EXERCISE MATERIAL:
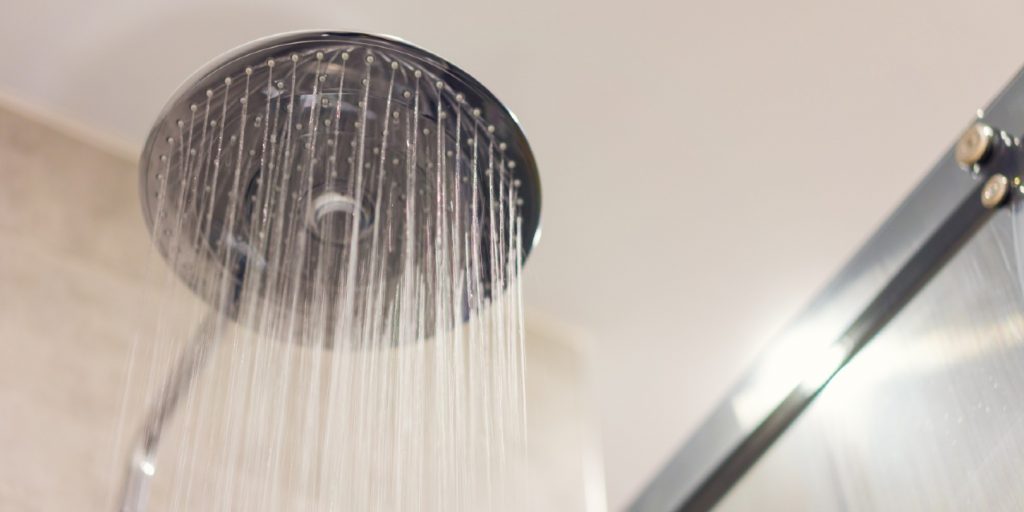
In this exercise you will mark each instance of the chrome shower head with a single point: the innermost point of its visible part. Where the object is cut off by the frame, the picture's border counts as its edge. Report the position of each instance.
(268, 167)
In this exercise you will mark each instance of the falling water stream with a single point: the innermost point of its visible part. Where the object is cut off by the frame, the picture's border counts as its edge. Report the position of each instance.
(353, 226)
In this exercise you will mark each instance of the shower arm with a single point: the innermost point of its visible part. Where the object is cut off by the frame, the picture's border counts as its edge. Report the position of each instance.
(141, 466)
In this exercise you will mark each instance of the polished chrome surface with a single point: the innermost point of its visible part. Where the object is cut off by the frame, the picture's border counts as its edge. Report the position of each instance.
(974, 144)
(306, 68)
(994, 192)
(802, 350)
(929, 416)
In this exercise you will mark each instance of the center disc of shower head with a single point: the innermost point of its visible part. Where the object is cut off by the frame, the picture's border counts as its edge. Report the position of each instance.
(332, 215)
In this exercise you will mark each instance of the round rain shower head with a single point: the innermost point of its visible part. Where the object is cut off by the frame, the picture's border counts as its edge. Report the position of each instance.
(305, 158)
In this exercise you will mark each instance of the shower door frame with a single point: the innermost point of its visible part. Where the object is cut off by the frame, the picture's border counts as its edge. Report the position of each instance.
(928, 227)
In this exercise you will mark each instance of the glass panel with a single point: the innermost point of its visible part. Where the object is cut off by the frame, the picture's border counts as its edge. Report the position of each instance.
(928, 416)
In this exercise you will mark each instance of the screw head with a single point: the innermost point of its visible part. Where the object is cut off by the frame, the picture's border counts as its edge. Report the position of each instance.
(994, 192)
(974, 144)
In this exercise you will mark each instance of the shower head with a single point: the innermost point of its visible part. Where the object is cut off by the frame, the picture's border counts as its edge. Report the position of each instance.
(313, 159)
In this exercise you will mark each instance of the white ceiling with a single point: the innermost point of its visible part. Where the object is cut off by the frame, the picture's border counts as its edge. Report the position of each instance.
(706, 165)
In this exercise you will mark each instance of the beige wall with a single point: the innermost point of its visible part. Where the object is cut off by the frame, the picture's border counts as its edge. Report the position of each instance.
(75, 269)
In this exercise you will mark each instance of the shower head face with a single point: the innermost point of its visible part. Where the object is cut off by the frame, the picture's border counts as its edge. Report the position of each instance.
(317, 171)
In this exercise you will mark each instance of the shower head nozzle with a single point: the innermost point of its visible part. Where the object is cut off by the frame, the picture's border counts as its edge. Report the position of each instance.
(298, 158)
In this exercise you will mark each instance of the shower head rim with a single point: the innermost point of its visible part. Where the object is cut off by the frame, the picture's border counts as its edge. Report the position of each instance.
(527, 171)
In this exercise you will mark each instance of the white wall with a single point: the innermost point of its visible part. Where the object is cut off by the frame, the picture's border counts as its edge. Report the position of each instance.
(706, 165)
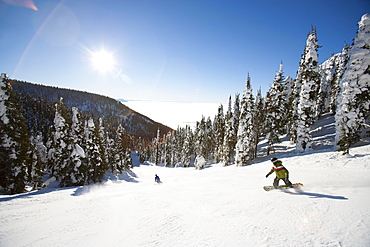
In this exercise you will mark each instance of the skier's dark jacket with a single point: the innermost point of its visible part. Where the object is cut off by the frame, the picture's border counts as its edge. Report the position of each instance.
(279, 169)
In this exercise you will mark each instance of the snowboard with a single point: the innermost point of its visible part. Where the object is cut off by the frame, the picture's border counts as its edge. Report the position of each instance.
(282, 187)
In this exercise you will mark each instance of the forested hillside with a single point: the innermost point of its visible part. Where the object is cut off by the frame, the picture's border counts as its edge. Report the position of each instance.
(340, 87)
(32, 96)
(76, 137)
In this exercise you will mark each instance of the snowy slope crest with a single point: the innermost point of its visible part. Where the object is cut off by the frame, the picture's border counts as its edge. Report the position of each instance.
(216, 206)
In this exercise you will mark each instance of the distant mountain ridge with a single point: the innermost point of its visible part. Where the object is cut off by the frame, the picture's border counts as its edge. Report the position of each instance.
(110, 110)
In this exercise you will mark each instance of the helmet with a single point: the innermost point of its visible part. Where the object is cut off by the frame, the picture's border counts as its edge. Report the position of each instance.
(273, 160)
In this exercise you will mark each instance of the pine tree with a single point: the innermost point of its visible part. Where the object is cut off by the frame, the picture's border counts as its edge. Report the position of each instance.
(62, 165)
(275, 121)
(309, 78)
(354, 99)
(228, 142)
(219, 132)
(78, 162)
(15, 142)
(244, 146)
(188, 147)
(259, 117)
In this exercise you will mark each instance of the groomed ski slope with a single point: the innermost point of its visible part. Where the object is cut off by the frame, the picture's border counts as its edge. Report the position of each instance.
(217, 206)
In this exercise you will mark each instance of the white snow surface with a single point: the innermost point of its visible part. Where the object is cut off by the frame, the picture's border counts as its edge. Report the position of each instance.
(216, 206)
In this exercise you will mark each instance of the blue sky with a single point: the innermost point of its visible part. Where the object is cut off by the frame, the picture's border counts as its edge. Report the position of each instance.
(188, 50)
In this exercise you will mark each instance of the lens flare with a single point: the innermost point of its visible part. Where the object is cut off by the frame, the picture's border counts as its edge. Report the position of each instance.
(102, 61)
(22, 3)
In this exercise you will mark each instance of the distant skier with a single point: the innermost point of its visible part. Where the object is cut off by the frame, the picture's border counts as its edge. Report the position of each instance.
(281, 173)
(157, 179)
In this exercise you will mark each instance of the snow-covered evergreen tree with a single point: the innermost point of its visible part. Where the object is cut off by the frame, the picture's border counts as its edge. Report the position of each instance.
(62, 148)
(340, 64)
(188, 148)
(353, 111)
(245, 142)
(219, 132)
(236, 117)
(259, 116)
(309, 79)
(275, 121)
(79, 168)
(94, 152)
(228, 143)
(15, 143)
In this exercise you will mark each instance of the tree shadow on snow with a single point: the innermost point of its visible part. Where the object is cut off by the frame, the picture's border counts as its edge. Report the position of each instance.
(315, 195)
(31, 194)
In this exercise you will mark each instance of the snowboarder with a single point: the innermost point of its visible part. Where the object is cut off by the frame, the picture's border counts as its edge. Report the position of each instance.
(157, 179)
(281, 173)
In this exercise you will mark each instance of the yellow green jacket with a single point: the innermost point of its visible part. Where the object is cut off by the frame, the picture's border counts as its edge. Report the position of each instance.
(279, 169)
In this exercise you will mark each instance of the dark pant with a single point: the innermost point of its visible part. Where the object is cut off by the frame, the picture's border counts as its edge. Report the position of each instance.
(286, 181)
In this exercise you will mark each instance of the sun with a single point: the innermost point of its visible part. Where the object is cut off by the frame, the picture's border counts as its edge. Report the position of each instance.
(102, 61)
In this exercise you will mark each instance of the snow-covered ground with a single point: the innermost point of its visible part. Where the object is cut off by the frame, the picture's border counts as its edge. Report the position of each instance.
(216, 206)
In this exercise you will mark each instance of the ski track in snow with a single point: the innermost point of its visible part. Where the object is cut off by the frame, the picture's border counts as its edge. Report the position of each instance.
(216, 206)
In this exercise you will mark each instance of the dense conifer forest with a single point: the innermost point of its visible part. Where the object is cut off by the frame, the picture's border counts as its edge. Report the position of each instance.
(76, 137)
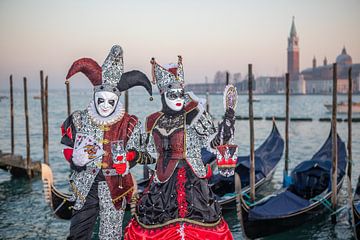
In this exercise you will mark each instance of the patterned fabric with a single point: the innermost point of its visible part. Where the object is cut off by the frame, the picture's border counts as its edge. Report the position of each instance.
(110, 218)
(164, 78)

SET EXERCISE: Render all of the lines above as a Markdown table with a "Row" column for the row number and a "Text" column for the line, skipping blank lines and leaving out the pictures.

THE COMPLETED TASK:
| Row | Text |
|---|---|
| 1 | In this exercise you will mark each instance of the chrome shower head with a single point: the innermost point of its visible part. Where the object is cut off by the frame, the picture's border counts as its edge. Report the position of each instance. |
| 2 | (268, 167) |
| 3 | In this exercise you will mark each instance of the falling water stream with a single point: the innermost point of its visible part. Where the object is cut off by the frame, the picture's border counts as its edge. Report the position of each instance. |
| 4 | (353, 226) |
| 5 | In this exercise you will mark each instance of the shower arm with a single point: the innermost point of its visible part. Where the object is cut off by the frame, the picture's border counts as its edge. Report the position of each instance. |
| 6 | (141, 466) |
| 7 | In this exercise you will mark each instance of the polished chrome surface with a single point: the innermost point of its visible part. Where the object is cut off by the frame, the picture's border counts as its edge. Report the position of each instance. |
| 8 | (974, 144) |
| 9 | (306, 68) |
| 10 | (994, 192) |
| 11 | (802, 350) |
| 12 | (929, 416) |
| 13 | In this exercise you will mark each instance of the center disc of shower head with a single point: the innermost point of its visible part. Where the object is cut off by the frame, the picture's border counts as its edge. Report the position of each instance. |
| 14 | (332, 215) |
| 15 | In this exercise you will mark each instance of the round rain shower head with a single point: the innermost point of its visible part. Where the object is cut off by the frame, the picture's border counts as its edge. Report the position of each instance. |
| 16 | (305, 158) |
| 17 | In this exercise you will mark each instance of the shower door frame with a single point: the innermost point of its visible part. Where the object is cut off by the frame, the picture's border counts as its edge. Report the position of each instance. |
| 18 | (928, 227) |
| 19 | In this exercise you will mark each instance of the glass panel with a single point: the innermost point of its visible part. Where the object is cut off by the frame, the picture's border counts as its edge. Report the position of each instance. |
| 20 | (928, 416) |
| 21 | In this exercise you will mark each instance of the screw head with a single point: the innermost point of its visible part. Where the object is cut off by the frame, the picture's border counts as its edge. Report the position of each instance. |
| 22 | (994, 192) |
| 23 | (974, 144) |
| 24 | In this exercise you will mark each instance of the shower head with a single point: the innermost point of its visible part. Where the object is cut off by the frame, the picture's border counts as its edge. Report the position of each instance. |
| 25 | (313, 159) |
| 26 | In this exercise you will mark each instance of the white ceiling with a single point: the innermost point of its visible part. Where the object is cut off by the frame, the picture's border counts as its edge. Report the position of each instance. |
| 27 | (706, 165) |
| 28 | In this exercise you will mark each instance of the beige wall with a single point: the innermost point of its visible part. Where the object is cut off by the frame, the picture's border counts as its edge. Report the position of each instance. |
| 29 | (75, 269) |
| 30 | In this exercise you will mark each instance of the shower head face with a single point: the innermost point of its visible part. Where the object is cut off by the frame, the picture's border counts as its edge. Report the position of each instance. |
| 31 | (317, 171) |
| 32 | In this exercise you will mark each instance of the shower head nozzle with a single point: the innermost point of its visible part. Where the object is cut off by the frame, the picture's border counts as its edge. Report the position of each instance. |
| 33 | (298, 158) |
| 34 | In this exercise you will mark each instance of the shower head rim with a single point: the innermost point of its visible part. Where the object is cut off by the frame, the picture's border counts as its edge. Report the position of each instance. |
| 35 | (527, 171) |
| 36 | In this exercise you will mark each instance of the white wall with a single point: the innermost point of its visible part. Where the object is cut off by the frame, the picture's border counts as its edge. Report the position of each instance. |
| 37 | (706, 165) |
| 38 | In this exercise you will mark each instance of the skier's dark jacket with a single point: the innermost point of its visible part. Where the object is cut off by the frame, the picture's border counts as its edge. Report the position of each instance. |
| 39 | (279, 169) |
| 40 | In this exercise you will mark each instance of the snowboard with a single point: the innermost point of its visible part. Where the object is cut off by the frame, the picture's border counts as its edge. Report the position of each instance. |
| 41 | (282, 187) |
| 42 | In this exercise you will mark each instance of the forested hillside with a single point: the innermost point of its visible part. Where the object is cut off by the frame, the picture's border counts as its edge. Report the position of each instance. |
| 43 | (340, 87) |
| 44 | (32, 96) |
| 45 | (76, 137) |
| 46 | In this exercise you will mark each instance of the snowy slope crest with a single point: the innermost point of its visible part. Where the object is cut off by the frame, the picture's border counts as its edge. Report the position of each instance. |
| 47 | (216, 206) |
| 48 | In this exercise you will mark each instance of the distant mountain ridge with a single point: the innermost point of its visible part. Where the object is cut off by the frame, the picture's border counts as its edge. Report the position of each instance. |
| 49 | (110, 110) |
| 50 | In this exercise you will mark each instance of the helmet with a single point: the innermost point of its visible part. Where the object is cut off by the frame, the picture's border counts as its edge. Report the position of each instance. |
| 51 | (273, 160) |
| 52 | In this exercise you will mark each instance of the pine tree with a single point: the innermost point of its visible part. Where the object is cut off by the frame, the picture's border counts as its edge. Report the position of each instance. |
| 53 | (62, 165) |
| 54 | (275, 121) |
| 55 | (309, 78) |
| 56 | (354, 99) |
| 57 | (228, 142) |
| 58 | (219, 132) |
| 59 | (78, 162) |
| 60 | (15, 142) |
| 61 | (244, 146) |
| 62 | (188, 147) |
| 63 | (259, 117) |
| 64 | In this exercise you will mark each instance of the groomed ski slope with a single point: the innermost point of its visible part. Where the object is cut off by the frame, the picture's border counts as its edge. Report the position of each instance. |
| 65 | (217, 206) |
| 66 | In this exercise you will mark each instance of the white snow surface with a single point: the innermost point of its visible part. Where the object is cut off by the frame, the picture's border counts as its edge. Report the position of each instance. |
| 67 | (216, 206) |
| 68 | In this exercise you will mark each instance of the blue sky with a single point: the innermost point of its visible part. Where the object is cut off by the frame, the picture's border counts as its edge. Report the position of each instance. |
| 69 | (188, 50) |
| 70 | In this exercise you will mark each instance of the lens flare with a single point: the innermost point of its visible part. Where the object is cut off by the frame, the picture's border counts as its edge. Report the position of each instance. |
| 71 | (102, 61) |
| 72 | (22, 3) |
| 73 | In this exercise you will mark each instance of the distant skier with a single point: the innermost point of its visible part. Where the object is cut off by the frame, the picture's border counts as its edge. Report the position of each instance. |
| 74 | (281, 173) |
| 75 | (157, 179) |
| 76 | In this exercise you will mark each instance of the snow-covered evergreen tree with a single point: the innermost point of its visible part. Where the object is cut off by the frame, the picture's border counts as its edge. Report the position of each instance. |
| 77 | (62, 148) |
| 78 | (340, 64) |
| 79 | (188, 148) |
| 80 | (353, 111) |
| 81 | (245, 142) |
| 82 | (219, 132) |
| 83 | (236, 117) |
| 84 | (259, 116) |
| 85 | (309, 79) |
| 86 | (275, 121) |
| 87 | (79, 168) |
| 88 | (94, 152) |
| 89 | (228, 143) |
| 90 | (15, 143) |
| 91 | In this exercise you will mark each instance of the tree shadow on snow with a single point: the innermost point of its visible part. Where the object is cut off by the frame, the picture's border counts as its edge. Report the position of each instance. |
| 92 | (315, 195) |
| 93 | (31, 194) |
| 94 | In this exercise you will mark each instance of the snowboarder with a single point: the innermost point of its visible part. Where the object is cut off by the frame, the picture's border counts as its edge. Report the position of each instance. |
| 95 | (157, 179) |
| 96 | (281, 173) |
| 97 | In this exercise you will mark each instance of the yellow green jacket with a single point: the innermost point of its visible part. Where the object is cut off by the frame, the picture's border counts as its edge. Report the position of each instance. |
| 98 | (279, 169) |
| 99 | In this exercise you will mark each instance of the dark pant with a single point: the innermost point of its visible part. Where the object is cut off by the frame, the picture's border counts as its edge. Report the position of each instance. |
| 100 | (286, 181) |
| 101 | In this exercise you will mark each instance of the sun with a single point: the innermost point of its visible part. Where the object is cut off by the frame, the picture's border counts as its edge. Report the position of each instance. |
| 102 | (102, 61) |
| 103 | In this exercise you will mark each instance of the snow-covered ground with a single point: the innermost point of its visible part. Where the object is cut off by the frame, the picture's border counts as its edge. Report the position of each instance. |
| 104 | (216, 206) |
| 105 | In this exercise you will mark each instance of the ski track in snow with a single point: the innermost point of its visible part. Where the object is cut off by the frame, the picture's border counts as its edge. Report the position of each instance. |
| 106 | (216, 206) |
| 107 | In this exercise you will mark each instance of the dense conifer forest with a single point: the innermost point of its visible part. Where the object is cut off by the frame, the picture's border counts as its edge. Report the position of each instance. |
| 108 | (76, 137) |
| 109 | In this exercise you will mark each instance of the patterned fabric with a single point: the innermost point of its visible part. Where the object is cut off by the frame, the picture's border counts as its edge. Report the position of each instance. |
| 110 | (110, 218) |
| 111 | (164, 78) |